→ INSTRUCTIONS FOR THE TASK: Consider the listing below. Extract exactly the lines from the line containing "label the soldier standing" to the line containing "label the soldier in", both included.
---*---
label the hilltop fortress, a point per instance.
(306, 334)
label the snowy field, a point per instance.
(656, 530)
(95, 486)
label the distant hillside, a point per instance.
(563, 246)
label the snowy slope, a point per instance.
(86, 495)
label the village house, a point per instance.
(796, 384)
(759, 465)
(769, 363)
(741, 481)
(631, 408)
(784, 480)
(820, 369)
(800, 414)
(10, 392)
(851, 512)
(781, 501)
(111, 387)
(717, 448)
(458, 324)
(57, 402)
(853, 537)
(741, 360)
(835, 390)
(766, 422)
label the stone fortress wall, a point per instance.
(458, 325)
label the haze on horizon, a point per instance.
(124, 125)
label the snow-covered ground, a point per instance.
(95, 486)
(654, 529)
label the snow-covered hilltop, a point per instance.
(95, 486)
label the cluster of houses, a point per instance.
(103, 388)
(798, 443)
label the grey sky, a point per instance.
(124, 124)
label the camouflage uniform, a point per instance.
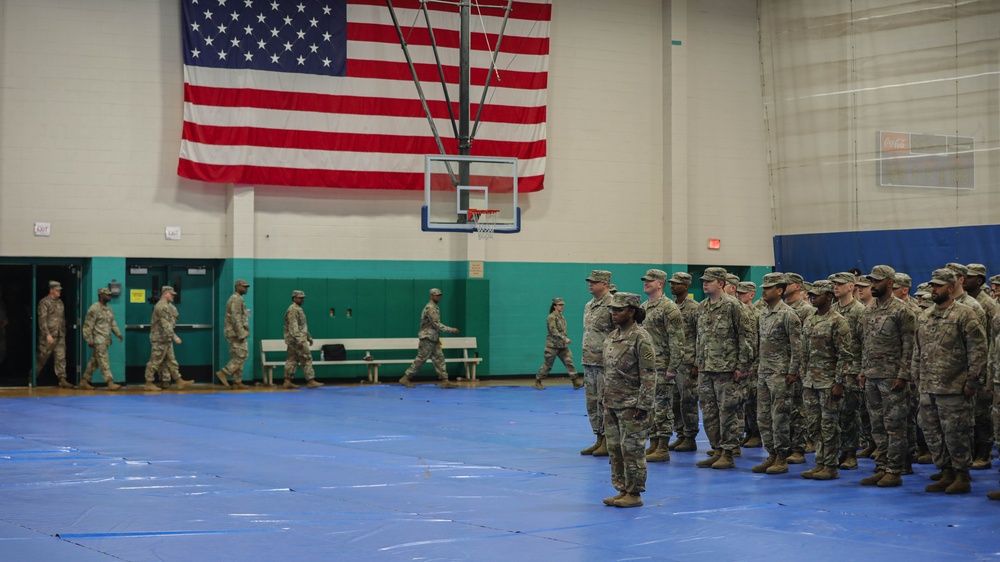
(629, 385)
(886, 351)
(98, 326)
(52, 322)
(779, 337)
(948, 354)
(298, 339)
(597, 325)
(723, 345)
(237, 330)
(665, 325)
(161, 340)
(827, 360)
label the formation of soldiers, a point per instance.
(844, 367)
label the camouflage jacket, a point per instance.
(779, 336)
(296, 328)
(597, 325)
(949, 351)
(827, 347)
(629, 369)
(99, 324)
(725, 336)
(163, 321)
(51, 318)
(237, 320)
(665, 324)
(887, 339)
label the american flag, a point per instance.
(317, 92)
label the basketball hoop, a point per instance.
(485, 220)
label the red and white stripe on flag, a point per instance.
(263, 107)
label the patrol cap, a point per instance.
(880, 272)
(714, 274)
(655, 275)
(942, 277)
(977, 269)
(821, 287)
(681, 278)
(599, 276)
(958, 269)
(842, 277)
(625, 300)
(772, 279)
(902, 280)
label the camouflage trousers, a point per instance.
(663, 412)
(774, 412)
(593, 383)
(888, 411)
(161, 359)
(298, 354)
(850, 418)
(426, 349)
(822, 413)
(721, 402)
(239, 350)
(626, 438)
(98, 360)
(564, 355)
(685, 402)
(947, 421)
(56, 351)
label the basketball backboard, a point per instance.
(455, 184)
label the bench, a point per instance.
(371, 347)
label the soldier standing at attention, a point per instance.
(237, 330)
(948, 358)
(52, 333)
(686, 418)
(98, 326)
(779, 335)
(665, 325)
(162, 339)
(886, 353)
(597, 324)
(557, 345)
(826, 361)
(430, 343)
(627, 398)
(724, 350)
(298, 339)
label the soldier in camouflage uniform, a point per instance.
---*---
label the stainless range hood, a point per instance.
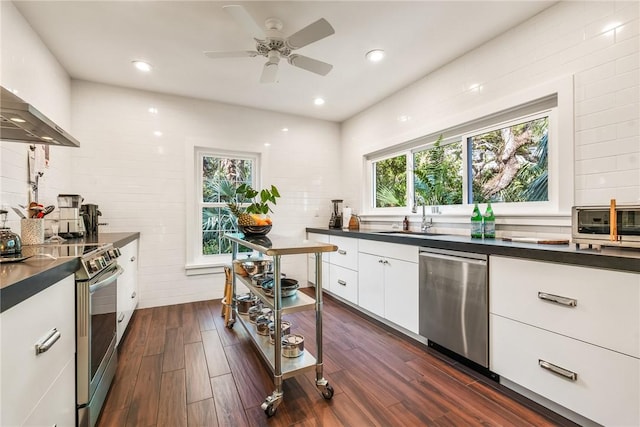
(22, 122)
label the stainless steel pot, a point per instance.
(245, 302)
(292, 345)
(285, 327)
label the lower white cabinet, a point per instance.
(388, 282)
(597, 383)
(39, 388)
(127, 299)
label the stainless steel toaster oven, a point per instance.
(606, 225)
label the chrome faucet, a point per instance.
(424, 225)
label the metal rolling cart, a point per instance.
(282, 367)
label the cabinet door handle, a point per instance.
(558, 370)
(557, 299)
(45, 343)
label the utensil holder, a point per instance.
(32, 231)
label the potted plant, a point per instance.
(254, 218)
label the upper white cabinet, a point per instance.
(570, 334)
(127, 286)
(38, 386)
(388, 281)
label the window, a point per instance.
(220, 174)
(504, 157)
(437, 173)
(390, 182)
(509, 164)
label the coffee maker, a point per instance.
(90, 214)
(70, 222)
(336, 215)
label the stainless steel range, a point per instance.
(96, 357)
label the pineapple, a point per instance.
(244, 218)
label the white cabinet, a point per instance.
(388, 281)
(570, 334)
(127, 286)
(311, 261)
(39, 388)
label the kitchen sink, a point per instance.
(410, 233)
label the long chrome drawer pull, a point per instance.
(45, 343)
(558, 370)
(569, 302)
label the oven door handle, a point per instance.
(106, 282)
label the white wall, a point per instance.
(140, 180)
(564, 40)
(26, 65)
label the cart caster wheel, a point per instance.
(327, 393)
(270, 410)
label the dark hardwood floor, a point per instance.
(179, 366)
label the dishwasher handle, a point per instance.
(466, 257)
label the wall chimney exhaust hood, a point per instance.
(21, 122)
---*---
→ ANSWER BOX:
label the soldier standing at attention, a point per instance.
(237, 330)
(948, 358)
(52, 333)
(686, 418)
(98, 326)
(779, 335)
(665, 325)
(162, 339)
(886, 353)
(597, 324)
(557, 345)
(826, 361)
(430, 343)
(627, 398)
(724, 350)
(298, 339)
label the soldier in camouflage uniform, a point per instance.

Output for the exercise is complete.